# Problem to work on:
Exactly reproduce the lines from the line containing "the white bow" to the end of the data below, inclusive, and nothing else.

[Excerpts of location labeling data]

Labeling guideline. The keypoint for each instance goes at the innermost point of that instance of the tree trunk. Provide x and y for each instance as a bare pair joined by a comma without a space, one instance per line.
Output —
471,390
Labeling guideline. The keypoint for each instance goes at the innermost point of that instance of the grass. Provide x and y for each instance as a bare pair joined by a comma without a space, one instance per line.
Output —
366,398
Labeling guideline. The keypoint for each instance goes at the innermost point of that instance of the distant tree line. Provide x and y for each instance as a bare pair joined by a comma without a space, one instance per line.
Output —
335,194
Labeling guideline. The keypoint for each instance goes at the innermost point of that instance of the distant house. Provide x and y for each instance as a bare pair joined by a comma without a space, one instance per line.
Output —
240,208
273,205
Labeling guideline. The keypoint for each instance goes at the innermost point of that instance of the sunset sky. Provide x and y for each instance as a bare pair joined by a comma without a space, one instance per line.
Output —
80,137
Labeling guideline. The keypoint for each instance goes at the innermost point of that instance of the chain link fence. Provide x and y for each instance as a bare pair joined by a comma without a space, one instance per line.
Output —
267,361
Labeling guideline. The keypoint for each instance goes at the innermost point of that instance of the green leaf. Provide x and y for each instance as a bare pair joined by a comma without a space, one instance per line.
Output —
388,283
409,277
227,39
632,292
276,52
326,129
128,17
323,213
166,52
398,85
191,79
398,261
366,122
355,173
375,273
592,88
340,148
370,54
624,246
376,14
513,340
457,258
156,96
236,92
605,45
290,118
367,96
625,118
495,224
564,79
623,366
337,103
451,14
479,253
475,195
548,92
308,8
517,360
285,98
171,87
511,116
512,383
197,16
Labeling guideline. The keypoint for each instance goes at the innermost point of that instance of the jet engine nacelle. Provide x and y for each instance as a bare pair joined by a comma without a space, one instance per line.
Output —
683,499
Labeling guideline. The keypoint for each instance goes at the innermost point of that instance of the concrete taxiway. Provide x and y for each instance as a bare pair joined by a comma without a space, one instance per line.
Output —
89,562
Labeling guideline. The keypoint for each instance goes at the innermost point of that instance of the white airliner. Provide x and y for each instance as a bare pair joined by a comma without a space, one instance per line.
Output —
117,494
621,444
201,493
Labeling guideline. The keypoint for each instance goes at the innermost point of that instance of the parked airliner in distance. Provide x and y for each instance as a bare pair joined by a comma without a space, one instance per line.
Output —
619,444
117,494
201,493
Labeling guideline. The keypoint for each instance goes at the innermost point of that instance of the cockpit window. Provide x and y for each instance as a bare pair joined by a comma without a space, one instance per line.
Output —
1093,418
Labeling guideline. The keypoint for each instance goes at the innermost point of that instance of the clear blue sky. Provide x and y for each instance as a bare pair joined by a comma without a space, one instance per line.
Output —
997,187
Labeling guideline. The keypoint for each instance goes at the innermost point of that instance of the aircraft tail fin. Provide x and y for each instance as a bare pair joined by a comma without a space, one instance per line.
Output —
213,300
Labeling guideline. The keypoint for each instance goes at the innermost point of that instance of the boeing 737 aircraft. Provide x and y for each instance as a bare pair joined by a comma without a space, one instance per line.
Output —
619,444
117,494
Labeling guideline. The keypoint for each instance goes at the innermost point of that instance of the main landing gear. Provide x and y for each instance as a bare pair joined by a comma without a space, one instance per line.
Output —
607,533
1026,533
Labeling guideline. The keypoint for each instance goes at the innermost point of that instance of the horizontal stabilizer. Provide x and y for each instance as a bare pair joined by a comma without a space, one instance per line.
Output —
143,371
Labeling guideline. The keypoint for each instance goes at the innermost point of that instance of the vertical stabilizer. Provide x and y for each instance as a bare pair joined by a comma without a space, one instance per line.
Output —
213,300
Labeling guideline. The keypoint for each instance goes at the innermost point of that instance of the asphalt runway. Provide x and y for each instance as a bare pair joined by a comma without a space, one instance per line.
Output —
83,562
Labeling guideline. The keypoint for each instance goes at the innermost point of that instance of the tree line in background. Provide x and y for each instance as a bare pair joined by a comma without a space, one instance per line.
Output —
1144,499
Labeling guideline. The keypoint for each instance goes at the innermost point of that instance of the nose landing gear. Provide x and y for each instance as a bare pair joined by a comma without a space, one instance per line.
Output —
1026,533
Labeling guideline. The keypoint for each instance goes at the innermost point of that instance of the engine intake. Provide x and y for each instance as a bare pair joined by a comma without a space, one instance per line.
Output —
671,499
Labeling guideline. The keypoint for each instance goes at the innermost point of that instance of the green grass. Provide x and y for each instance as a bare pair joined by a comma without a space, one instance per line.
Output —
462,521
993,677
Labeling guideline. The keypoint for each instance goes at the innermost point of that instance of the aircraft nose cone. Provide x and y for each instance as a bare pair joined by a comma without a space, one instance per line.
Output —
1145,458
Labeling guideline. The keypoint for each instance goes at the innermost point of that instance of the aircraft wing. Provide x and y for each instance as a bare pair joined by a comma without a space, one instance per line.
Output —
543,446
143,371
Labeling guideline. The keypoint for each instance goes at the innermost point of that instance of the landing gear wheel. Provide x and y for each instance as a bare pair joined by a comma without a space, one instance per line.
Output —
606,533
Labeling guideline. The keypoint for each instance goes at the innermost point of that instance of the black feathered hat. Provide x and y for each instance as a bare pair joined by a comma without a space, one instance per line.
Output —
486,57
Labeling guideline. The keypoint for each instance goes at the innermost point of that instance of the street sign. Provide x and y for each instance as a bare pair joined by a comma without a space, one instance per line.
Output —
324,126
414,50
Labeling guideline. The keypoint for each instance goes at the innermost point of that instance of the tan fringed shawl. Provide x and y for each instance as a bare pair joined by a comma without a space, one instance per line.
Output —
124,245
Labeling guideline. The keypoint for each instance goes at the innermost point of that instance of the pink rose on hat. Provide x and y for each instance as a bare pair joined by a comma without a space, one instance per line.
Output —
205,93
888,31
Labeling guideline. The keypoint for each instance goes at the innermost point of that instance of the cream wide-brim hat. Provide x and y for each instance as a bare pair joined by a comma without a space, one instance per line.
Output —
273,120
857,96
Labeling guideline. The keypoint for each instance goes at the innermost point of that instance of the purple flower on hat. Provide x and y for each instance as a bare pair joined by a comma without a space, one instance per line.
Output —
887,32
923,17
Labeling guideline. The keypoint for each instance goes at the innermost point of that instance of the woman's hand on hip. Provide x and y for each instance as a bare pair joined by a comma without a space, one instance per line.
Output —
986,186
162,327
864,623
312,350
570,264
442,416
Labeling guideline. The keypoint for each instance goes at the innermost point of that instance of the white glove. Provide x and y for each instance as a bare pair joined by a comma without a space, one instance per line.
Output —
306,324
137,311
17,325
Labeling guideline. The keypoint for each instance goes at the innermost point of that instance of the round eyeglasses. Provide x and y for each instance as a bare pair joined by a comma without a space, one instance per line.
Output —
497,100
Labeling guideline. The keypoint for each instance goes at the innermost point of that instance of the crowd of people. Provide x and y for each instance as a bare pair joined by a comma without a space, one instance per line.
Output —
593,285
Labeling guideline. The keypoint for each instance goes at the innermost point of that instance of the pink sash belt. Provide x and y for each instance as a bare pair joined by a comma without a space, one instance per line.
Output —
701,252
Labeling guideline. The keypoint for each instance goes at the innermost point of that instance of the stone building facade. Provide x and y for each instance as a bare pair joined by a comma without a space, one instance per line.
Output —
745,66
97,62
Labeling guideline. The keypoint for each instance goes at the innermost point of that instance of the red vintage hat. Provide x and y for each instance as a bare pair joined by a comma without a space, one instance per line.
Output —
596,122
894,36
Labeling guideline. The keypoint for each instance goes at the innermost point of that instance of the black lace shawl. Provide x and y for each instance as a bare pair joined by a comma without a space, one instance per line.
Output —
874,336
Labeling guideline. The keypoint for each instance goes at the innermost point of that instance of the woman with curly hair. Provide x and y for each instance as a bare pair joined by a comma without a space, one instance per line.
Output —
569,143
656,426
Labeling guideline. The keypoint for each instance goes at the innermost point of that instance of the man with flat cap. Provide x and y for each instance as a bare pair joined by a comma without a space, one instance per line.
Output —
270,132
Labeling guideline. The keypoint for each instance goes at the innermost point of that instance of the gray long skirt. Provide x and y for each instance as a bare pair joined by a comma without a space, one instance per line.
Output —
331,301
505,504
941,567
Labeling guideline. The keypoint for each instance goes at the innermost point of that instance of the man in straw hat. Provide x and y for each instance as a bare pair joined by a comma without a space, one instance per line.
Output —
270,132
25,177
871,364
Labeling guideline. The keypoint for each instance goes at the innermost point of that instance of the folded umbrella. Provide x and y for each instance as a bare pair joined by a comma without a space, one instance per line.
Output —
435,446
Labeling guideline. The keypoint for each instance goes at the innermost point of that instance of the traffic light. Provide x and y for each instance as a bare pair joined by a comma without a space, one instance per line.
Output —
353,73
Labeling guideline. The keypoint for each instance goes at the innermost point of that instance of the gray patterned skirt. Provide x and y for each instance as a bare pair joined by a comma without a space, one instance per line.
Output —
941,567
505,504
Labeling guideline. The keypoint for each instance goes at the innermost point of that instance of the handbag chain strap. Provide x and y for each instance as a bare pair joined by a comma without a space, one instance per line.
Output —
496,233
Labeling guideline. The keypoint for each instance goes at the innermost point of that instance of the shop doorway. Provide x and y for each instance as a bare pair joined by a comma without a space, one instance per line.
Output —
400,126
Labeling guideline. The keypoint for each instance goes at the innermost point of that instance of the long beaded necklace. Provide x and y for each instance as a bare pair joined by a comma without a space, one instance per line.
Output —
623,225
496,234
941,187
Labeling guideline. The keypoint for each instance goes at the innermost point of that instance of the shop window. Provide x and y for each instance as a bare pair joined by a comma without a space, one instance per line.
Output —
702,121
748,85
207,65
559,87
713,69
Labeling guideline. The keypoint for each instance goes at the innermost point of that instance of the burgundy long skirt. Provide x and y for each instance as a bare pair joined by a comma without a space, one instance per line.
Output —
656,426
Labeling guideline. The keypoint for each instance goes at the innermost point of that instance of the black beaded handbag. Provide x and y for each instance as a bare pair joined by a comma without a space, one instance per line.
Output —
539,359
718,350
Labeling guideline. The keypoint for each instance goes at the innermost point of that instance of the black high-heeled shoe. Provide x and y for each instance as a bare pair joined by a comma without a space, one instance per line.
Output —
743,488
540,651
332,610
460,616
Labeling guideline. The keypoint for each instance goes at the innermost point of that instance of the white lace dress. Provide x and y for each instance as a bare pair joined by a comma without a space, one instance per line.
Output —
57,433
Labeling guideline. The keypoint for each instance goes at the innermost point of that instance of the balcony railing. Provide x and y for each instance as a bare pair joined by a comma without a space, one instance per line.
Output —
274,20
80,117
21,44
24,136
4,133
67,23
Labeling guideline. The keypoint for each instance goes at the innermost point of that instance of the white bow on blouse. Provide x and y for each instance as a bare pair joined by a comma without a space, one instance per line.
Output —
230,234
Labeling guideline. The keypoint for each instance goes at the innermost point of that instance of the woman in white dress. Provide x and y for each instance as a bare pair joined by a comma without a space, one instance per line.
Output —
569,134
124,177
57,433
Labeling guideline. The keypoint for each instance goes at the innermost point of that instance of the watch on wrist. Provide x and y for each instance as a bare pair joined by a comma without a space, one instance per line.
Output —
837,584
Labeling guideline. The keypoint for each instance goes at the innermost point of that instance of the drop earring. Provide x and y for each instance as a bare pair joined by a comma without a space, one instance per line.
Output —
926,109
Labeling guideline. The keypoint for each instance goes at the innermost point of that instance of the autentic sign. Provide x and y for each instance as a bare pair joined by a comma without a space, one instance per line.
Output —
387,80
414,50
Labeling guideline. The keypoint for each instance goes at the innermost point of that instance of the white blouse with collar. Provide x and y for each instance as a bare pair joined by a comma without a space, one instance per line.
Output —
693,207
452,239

# Exercise response:
Labeling guideline. The keypoint for each instance goes at the innermost point of that instance of the white bow on blouse. Provide x and y for each instance as a bare pair joined by a comma without a space, one instance per line.
Output —
230,234
Labeling guideline. The keypoint for each instance goes at the innermost point of that instance of the woman in white dress. Provide x and y for each instance as a bare pair joined by a comma without a space, one instance per line.
Output —
569,134
124,177
57,433
Labeling guideline. The keypoint for each instance goes at the innermost point of that instance of the watch on wrist. Provide x and y for each instance as a bare pair joined by a comma without a space, one instance per line.
Output —
837,584
Labeling guideline. The keypoint for each instance goes at the innermost point of that instance of the drop earring. Provide x and y for each instance as a bare pair joined by a comma without a space, one instance per line.
Output —
926,109
Labeling guideline. The keypoint for each instance goes at the innermost point of that instance of the autentic sign. Provide x and y for each instance as a bare pair joined by a comma without a space, one instance per line.
Output —
387,80
414,50
Labeling guideline. The keypoint for each instance goes at the innermost point of that instance of the white blouse with collar. Provide x and y for each instance as a bare pair joined by a comma without a space, one instance per line.
Output —
693,207
452,239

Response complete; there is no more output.